======== Data provided ========

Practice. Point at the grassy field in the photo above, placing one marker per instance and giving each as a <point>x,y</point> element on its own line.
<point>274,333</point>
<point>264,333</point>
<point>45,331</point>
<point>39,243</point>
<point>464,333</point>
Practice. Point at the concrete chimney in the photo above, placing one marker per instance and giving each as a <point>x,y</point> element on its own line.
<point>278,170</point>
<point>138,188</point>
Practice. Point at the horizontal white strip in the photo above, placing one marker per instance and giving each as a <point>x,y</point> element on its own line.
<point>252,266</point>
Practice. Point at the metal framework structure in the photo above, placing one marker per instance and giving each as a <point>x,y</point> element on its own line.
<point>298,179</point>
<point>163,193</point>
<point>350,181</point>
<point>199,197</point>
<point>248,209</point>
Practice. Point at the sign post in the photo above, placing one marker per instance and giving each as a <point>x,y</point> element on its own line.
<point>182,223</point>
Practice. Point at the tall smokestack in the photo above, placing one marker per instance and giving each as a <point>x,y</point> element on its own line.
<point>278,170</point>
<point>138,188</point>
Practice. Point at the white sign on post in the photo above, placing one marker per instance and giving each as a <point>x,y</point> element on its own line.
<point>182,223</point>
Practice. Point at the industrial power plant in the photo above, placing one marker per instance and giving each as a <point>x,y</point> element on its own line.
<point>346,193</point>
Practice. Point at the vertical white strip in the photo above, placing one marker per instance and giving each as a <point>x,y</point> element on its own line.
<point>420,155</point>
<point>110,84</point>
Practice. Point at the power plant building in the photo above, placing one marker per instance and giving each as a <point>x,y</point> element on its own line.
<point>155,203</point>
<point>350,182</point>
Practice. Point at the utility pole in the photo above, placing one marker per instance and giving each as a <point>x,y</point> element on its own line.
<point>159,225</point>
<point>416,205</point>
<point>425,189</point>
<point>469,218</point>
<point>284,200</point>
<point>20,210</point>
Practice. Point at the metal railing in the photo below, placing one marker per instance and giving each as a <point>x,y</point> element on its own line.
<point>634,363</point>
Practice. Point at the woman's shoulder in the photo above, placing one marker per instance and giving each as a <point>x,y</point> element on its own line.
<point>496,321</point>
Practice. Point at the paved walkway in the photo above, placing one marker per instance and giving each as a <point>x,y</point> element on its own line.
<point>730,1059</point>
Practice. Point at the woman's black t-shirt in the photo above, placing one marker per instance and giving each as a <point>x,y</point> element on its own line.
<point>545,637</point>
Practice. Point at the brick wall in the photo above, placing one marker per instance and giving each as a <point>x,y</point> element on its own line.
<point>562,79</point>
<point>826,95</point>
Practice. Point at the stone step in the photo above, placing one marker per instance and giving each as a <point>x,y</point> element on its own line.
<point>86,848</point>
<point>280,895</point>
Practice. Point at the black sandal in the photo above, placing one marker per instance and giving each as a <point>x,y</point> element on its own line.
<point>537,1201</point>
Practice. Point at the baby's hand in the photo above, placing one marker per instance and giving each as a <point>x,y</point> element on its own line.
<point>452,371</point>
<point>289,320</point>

========

## [Instructions to follow]
All of the material needs to be reproduced exactly as it reads.

## [Result of this exercise]
Practice. Point at the grassy field in the photo above, placing one marker per instance and giving each as a <point>x,y</point> element on its own line.
<point>274,333</point>
<point>264,333</point>
<point>45,331</point>
<point>39,243</point>
<point>464,333</point>
Practice. Point at the concrete chimney in the photo above, placing one marker per instance and giving each as a <point>x,y</point> element on its own line.
<point>278,170</point>
<point>138,188</point>
Practice. Point at the horizontal white strip in the photo above, placing one marker per instance and giving each as a <point>x,y</point> element on its own line.
<point>252,266</point>
Practice. Point at the metal framework structure in the photo above, placing one marker per instance and giving each as a <point>x,y</point> element on its own line.
<point>298,179</point>
<point>163,193</point>
<point>350,181</point>
<point>199,197</point>
<point>248,209</point>
Practice. Point at the sign post in the photo above, placing one marker per instance and giving each as a <point>x,y</point> element on its own line.
<point>182,223</point>
Practice. Point at the tall smokestack in the photo above, placing one marker per instance and giving each as a <point>x,y</point> element on its own line.
<point>278,170</point>
<point>138,188</point>
Practice. Point at the white sign on post in the photo above, placing one marker per instance and giving each as a <point>x,y</point> element on its own line.
<point>182,223</point>
Practice. Point at the industrial power plant in the photo above, placing one marker per instance and giving each as a <point>x,y</point> element on its own line.
<point>346,193</point>
Practice. Point at the vertical white strip in the photo above, placing one marker per instance and giving each as a <point>x,y</point> element on its own line.
<point>420,155</point>
<point>110,84</point>
Practice. Point at the power plant building in the photo above, placing one marker per instance and giving each as a <point>x,y</point> element on its own line.
<point>155,203</point>
<point>350,182</point>
Practice. Point at the utility pole in the photo above, placing one marker per instance and giving each as a <point>x,y</point> element on its own line.
<point>159,225</point>
<point>416,205</point>
<point>425,189</point>
<point>469,218</point>
<point>284,200</point>
<point>20,210</point>
Practice. Point at the metal railing in the photo below, placing one marker per instance and giving each as a <point>x,y</point> element on its own line.
<point>634,363</point>
Practice. Point at the woman's shoulder in the photo above, placing one marker per instance and giving each as a <point>x,y</point> element on its own line.
<point>496,321</point>
Practice. Point at the paved walkway in the photo above, placing one marker per instance and giving each as a <point>x,y</point> element on its own line.
<point>730,1059</point>
Practice. Point at the woman's black t-shirt in the photo above, placing one marker per instance and giving each as a <point>x,y</point> element on its own line.
<point>545,637</point>
Practice. Point at the brick wall in the photo above, placing one marker per instance and giving each as a <point>x,y</point> element on its own line.
<point>562,79</point>
<point>826,95</point>
Practice. Point at the stone step in the photo above, placing one marker per instance and giving each as a <point>x,y</point> element on its own line.
<point>86,848</point>
<point>280,895</point>
Practice. Point at the black sandal in the photo above, placing one marker per instance and giving each as a <point>x,y</point> element on its own line.
<point>537,1201</point>
Practice. Point at the baby's hand in the photo above, placing one marker per instance and giving each as a <point>x,y</point> element on its own line.
<point>452,371</point>
<point>289,320</point>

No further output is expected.